**DIRECTIVE**
Reproduce all of the data word for word.

**DATA SHOWN**

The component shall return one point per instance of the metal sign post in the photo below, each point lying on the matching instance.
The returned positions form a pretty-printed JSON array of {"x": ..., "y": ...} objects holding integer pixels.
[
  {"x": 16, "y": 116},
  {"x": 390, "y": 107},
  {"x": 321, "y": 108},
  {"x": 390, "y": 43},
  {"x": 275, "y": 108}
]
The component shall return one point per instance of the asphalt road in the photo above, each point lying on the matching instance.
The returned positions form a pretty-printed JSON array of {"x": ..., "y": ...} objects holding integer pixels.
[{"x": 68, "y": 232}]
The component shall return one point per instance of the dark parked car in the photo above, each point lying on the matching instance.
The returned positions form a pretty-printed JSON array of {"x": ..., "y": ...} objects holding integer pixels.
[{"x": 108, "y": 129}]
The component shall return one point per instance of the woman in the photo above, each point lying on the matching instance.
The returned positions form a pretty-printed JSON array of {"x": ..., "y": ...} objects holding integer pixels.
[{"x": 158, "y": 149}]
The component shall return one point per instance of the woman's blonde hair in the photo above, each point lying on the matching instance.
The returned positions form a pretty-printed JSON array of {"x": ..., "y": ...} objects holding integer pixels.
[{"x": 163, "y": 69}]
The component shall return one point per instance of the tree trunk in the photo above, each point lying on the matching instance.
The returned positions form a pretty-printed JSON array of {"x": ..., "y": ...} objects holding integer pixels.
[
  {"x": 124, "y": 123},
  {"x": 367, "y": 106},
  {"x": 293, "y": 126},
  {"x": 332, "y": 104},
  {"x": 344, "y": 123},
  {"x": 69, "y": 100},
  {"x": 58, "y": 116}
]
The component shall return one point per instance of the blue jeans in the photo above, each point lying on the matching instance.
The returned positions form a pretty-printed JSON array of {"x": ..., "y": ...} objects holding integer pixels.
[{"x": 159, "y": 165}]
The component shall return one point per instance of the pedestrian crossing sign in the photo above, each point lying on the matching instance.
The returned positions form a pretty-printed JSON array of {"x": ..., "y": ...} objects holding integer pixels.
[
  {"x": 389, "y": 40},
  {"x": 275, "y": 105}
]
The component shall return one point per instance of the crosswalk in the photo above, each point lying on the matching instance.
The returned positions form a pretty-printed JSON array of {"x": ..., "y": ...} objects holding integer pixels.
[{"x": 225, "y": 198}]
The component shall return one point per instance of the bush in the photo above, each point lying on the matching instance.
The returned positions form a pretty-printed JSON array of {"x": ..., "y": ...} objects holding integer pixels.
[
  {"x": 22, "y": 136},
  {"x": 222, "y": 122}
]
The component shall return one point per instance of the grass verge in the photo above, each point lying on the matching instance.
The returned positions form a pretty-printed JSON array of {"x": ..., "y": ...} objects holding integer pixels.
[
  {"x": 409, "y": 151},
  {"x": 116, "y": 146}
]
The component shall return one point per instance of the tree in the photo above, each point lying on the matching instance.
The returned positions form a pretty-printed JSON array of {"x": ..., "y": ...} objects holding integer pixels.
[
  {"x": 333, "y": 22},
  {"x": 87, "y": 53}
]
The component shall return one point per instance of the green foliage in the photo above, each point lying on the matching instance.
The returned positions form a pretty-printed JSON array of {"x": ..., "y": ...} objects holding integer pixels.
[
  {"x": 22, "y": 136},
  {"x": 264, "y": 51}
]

**EXERCISE RESPONSE**
The component shall return one point per instance of the metal sign post in the photo below, each point lying on the matching instance.
The returned positions form a pretty-printed JSON array of {"x": ..., "y": ...} objects holding integer pixels.
[
  {"x": 16, "y": 116},
  {"x": 390, "y": 107},
  {"x": 321, "y": 108},
  {"x": 390, "y": 43},
  {"x": 275, "y": 108}
]
The component shall return one point per instance of the asphalt road in the photo above, each point lying on the matching instance.
The returned positions form a pretty-printed JSON array of {"x": ..., "y": ...} objects holding integer pixels.
[{"x": 68, "y": 232}]
The component shall return one point per instance of the dark parked car in the photo above, each point lying on the matching instance.
The returned positions form a pretty-printed JSON array of {"x": ..., "y": ...} objects holding integer pixels.
[{"x": 108, "y": 129}]
The component shall return one point per instance of the woman in the photo above, each point lying on the matching instance.
The returned positions form a pretty-printed JSON array of {"x": ..., "y": ...} objects holding integer pixels.
[{"x": 158, "y": 149}]
The component shall return one point per instance of the woman's blonde hair in the photo above, each point lying on the matching instance.
The returned positions form a pretty-printed JSON array of {"x": ..., "y": ...} objects holding integer pixels.
[{"x": 163, "y": 69}]
The component shall return one point per instance of the tree trunk in the photo above, each point lying on the matching instance.
The returned positions form a pretty-printed JSON array of {"x": ..., "y": ...} objects holding integer pixels.
[
  {"x": 124, "y": 123},
  {"x": 367, "y": 106},
  {"x": 293, "y": 126},
  {"x": 332, "y": 104},
  {"x": 344, "y": 123},
  {"x": 69, "y": 100},
  {"x": 58, "y": 116}
]
The component shall return one point per instance of the blue jeans in the photo above, each point lying on the matching instance.
The returned positions form a pretty-printed JSON array of {"x": ..., "y": ...} objects holding integer pixels.
[{"x": 159, "y": 165}]
The component shall return one point per instance of the pedestrian crossing sign in the photo above, each point lying on the matching instance.
The returned positions form a pretty-printed JSON array of {"x": ..., "y": ...} objects holding integer pixels.
[
  {"x": 389, "y": 40},
  {"x": 275, "y": 105}
]
The component shall return one point per instance of the crosswalk in the photo above, each point lying on the matching instance.
The returned positions form a pretty-printed JSON array of {"x": ..., "y": ...} objects holding integer pixels.
[{"x": 225, "y": 198}]
The component shall return one point per instance of the bush in the photo above, each point lying on the matching instance.
The returned positions form a pretty-printed JSON array of {"x": ..., "y": ...} objects holding integer pixels.
[
  {"x": 22, "y": 136},
  {"x": 222, "y": 122}
]
The component shall return one point per instance of the grass verge in the photo above, each point lying on the matching instance.
The returned positions form a pretty-printed JSON array of {"x": ..., "y": ...} objects holding integer pixels.
[
  {"x": 409, "y": 151},
  {"x": 116, "y": 146}
]
The component shall return one point per instance of the tree in the photo above, each point lying on the matching instance.
The returned positions form a pretty-printed JSON array of {"x": ..., "y": ...} objects holding integer pixels.
[
  {"x": 333, "y": 22},
  {"x": 87, "y": 53}
]
The component shall return one point per instance of the green foliage in the photo above, each point lying on the matching instance.
The returned positions form a pretty-printed JSON array of {"x": ..., "y": ...} objects holding integer pixels.
[
  {"x": 22, "y": 136},
  {"x": 264, "y": 51}
]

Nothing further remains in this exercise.